Prossiga com a resenha do livro A Cidade das Mulheres, começando logo após a última frase do trecho apresentado.

■ **Trecho apresentado**:

▬▬▬▬▬▬▬▬▬▬

LANDES, Ruth. 2002. A Cidade das Mulheres. Rio de Janeiro: Editora da UFRJ. 352 pp.

A experiência etnográfica, incluindo as pesquisas de campo e os tradicionais "diários de campo" – onde os antropólogos registram suas primeiras sensações a partir dos encontros com os "nativos" e com o mundo do diferente e do "exótico" –, tem sido analisada como lugar privilegiado de construção da alteridade. Entretanto, uma outra dimensão se impõe ao revisitarmos alguns dos relatos etnográficos considerados clássicos: a dimensão do "eu" ou da subjetividade. Chamam a atenção, especialmente, as conexões estreitas desses relatos com o gênero do "diário" – espaço por excelência da memória social e de construção da subjetividade enquanto singularidade, muito próximo do gênero da "autobiografia". Desse ponto de vista, falar do outro é encontrar um lugar para falar de si próprio e para construir a si mesmo enquanto pessoa. O livro A Cidade das Mulheres, de Ruth Landes (1908-1991), agora em sua segunda edição no Brasil, incita a uma análise por esse viés. A trajetória da antropóloga americana – estimulada por seu mestre, Franz Boas, e por sua orientadora, Ruth Benedict –, da Universidade de Columbia para o Rio de Janeiro e a Bahia, pouco antes da Segunda Guerra Mundial, é relatada na primeira pessoa. Suas impressões, sensações, emoções e sentimentos são expostos em uma narrativa em que é privilegiada a idéia do encontro com o outro, do qual ela retira o material para produzir sua obra. O falar de si e o construir a si mesma nessa narrativa tornam-se indissociáveis da produção do texto, na contramão de uma tradição hegemônica nas ciências sociais que bane a primeira pessoa dos relatos científicos e, como assinalou Walter Benjamin, substitui a experiência pela informação e a narrativa pela história. A Cidade das Mulheres, escrito na contramão das tendências científicas vigentes no final da década de 40, significou a revitalização do estilo narrativo, contribuindo também para a construção de um modo de fazer antropologia marcado pela valorização da experiência (a pesquisa de campo), pela sensibilidade para com as questões de gênero e, sobretudo, pela afirmação da singularidade do sujeito no processo de construção do conhecimento.

▬▬▬▬▬▬▬▬▬▬

■ **Dados exibidos**:

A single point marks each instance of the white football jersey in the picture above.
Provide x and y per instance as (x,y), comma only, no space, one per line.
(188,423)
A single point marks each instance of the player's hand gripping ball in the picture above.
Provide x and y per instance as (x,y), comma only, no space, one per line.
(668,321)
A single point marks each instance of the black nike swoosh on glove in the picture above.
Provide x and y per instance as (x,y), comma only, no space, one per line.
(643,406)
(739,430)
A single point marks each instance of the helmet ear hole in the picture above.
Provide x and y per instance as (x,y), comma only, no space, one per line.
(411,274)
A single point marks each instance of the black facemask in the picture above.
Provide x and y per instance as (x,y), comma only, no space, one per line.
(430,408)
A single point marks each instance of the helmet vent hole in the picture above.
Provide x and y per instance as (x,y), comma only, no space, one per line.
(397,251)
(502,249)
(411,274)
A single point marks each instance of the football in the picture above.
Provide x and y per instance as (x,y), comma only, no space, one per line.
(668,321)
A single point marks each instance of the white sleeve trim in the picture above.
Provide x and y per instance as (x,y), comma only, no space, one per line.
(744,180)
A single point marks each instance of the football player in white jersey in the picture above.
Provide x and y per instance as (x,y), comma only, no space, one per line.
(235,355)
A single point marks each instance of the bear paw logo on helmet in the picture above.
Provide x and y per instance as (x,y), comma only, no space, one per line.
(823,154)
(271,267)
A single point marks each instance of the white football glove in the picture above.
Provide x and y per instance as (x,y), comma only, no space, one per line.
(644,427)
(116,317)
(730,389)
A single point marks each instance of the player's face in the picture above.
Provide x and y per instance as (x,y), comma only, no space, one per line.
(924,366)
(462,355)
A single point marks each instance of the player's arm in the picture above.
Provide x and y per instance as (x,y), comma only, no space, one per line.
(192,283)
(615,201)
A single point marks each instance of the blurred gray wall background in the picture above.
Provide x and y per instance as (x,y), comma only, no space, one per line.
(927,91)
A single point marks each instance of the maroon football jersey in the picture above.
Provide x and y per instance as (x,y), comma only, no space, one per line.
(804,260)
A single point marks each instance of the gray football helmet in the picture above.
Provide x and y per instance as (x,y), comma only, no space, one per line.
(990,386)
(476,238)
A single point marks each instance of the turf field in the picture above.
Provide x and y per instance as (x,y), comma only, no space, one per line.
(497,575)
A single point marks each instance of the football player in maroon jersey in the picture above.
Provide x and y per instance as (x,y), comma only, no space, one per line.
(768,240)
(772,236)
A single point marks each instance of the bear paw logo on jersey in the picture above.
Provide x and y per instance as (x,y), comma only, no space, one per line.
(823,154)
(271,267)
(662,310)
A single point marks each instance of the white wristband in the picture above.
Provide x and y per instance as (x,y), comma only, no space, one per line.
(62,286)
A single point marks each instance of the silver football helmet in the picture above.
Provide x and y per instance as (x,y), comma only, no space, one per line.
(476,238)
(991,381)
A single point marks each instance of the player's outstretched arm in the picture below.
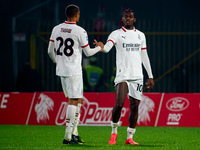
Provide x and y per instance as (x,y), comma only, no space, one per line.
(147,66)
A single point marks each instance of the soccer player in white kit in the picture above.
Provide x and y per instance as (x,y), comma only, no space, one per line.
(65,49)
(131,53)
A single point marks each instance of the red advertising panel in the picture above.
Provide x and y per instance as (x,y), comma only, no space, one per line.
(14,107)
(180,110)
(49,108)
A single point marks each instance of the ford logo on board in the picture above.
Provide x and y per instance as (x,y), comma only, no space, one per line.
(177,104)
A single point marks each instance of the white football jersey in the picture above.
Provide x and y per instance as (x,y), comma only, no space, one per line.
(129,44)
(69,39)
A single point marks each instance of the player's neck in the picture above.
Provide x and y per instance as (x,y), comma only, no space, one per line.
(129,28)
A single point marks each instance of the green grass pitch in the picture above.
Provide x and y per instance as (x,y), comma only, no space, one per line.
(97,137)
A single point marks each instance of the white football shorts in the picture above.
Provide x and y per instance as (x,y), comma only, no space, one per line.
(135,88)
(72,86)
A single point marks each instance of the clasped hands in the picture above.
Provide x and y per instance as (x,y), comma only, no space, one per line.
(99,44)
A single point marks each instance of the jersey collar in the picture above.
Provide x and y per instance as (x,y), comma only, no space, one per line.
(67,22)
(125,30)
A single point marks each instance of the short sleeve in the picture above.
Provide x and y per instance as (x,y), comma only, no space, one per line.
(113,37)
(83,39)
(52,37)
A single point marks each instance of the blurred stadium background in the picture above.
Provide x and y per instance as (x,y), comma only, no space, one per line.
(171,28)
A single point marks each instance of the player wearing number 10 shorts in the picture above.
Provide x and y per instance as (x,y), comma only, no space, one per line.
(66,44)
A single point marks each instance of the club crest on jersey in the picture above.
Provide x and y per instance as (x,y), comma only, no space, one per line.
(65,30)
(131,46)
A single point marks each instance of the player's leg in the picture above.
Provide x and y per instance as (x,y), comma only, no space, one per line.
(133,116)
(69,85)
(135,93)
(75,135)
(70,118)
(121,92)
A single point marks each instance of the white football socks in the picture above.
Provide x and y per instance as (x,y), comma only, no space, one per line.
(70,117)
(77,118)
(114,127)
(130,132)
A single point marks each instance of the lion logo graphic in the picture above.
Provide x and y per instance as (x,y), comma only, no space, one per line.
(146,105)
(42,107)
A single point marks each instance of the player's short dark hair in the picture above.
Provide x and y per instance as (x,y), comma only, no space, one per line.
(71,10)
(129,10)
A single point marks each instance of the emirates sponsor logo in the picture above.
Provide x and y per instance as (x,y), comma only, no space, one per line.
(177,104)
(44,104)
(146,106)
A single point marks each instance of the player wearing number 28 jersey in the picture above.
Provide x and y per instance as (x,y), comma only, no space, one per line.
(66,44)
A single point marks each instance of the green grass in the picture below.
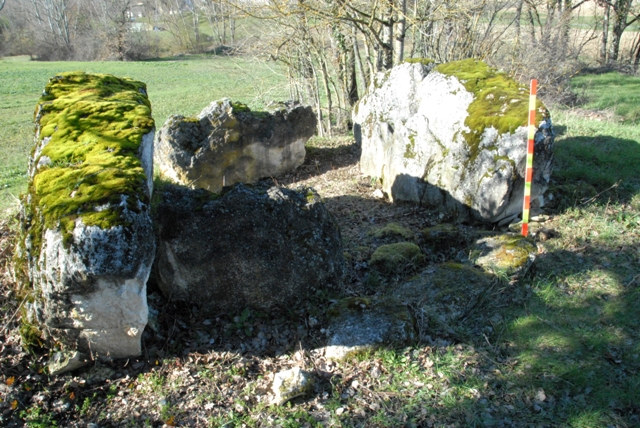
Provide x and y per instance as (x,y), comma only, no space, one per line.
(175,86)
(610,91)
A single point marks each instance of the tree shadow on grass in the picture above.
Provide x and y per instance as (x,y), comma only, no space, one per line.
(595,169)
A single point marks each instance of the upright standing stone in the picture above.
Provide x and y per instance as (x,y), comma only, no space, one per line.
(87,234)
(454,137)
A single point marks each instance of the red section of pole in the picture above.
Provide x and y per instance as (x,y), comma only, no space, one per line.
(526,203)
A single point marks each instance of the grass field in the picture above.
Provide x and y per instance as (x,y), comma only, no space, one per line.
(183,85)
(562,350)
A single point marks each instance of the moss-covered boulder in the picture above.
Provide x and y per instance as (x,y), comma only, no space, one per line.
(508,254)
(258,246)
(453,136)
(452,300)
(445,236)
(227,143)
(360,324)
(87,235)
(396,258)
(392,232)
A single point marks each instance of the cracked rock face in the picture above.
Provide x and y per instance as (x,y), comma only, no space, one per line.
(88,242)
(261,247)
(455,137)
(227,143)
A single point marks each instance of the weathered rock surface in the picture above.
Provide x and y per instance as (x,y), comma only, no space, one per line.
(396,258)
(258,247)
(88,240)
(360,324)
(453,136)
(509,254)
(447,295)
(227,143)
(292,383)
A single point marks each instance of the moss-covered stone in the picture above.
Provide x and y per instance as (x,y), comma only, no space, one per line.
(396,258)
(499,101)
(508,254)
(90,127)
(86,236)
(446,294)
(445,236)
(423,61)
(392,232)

▬▬▬▬▬▬▬▬▬▬

■ **Resposta da tarefa**:
Ruth Landes chegou ao Brasil em 1938 para realizar uma "pesquisa antropológica sobre a vida dos negros" com o objetivo de completar seu doutorado em antropologia na Universidade de Columbia. Com uma perspectiva comparativa, a antropóloga nova-iorquina pretendia investigar as diferenças entre a situação inter-racial brasileira e a americana: "Ouvíramos contar que a grande população negra [no Brasil] vivia fácil e livremente em meio à população geral e queríamos saber de que forma a situação inter-racial diferia da nossa, nos Estados Unidos. Tratava-se de um projeto que excitava a imaginação de poucas pessoas" (:35). A pesquisa acabou tomando rumo completamente diverso do originalmente pretendido. Após uma breve estada no Rio de Janeiro, a antropóloga embarcou para a Bahia, onde permaneceu por alguns meses. Lá, com o auxílio de Édison Carneiro, Ruth Landes foi aos poucos penetrando o universo da cultura negra. Édison Carneiro, na época com 26 anos, era já um intelectual respeitado, autor de dois livros sobre cultura e religião negra na Bahia, repórter do jornal O Estado da Bahia, integrante, juntamente com Jorge Amado e intelectuais locais, da Academia dos Rebeldes e simpatizante do Partido Comunista. A aproximação entre os dois deu início a uma longa amizade e, como a própria Ruth Landes reconheceu, abriu-lhe as portas da sociedade local, viabilizando sua pesquisa de campo.

O Brasil vivia, entretanto, sob a ditadura de Getulio Vargas. A antropóloga americana foi seguida de perto por policiais durante todo o seu percurso. No início de 1939, foi forçada pela polícia baiana a deixar às pressas o estado, tendo de esconder seu material de pesquisa. Pairavam sobre ela suspeitas de espionagem e de filiação ao comunismo. Chegando ao Rio de Janeiro, Ruth Landes recorreu a amigos brasileiros e conseguiu visto de permanência por mais algum tempo. Não lhe foi possível, porém, retornar à Bahia, pois as autoridades que a haviam expulsado não estavam em completo acordo com a administração central. Após permanecer alguns dias no Rio de Janeiro, onde, em companhia de Édison Carneiro, visitou alguns terreiros de "macumba", partiu para os Estados Unidos.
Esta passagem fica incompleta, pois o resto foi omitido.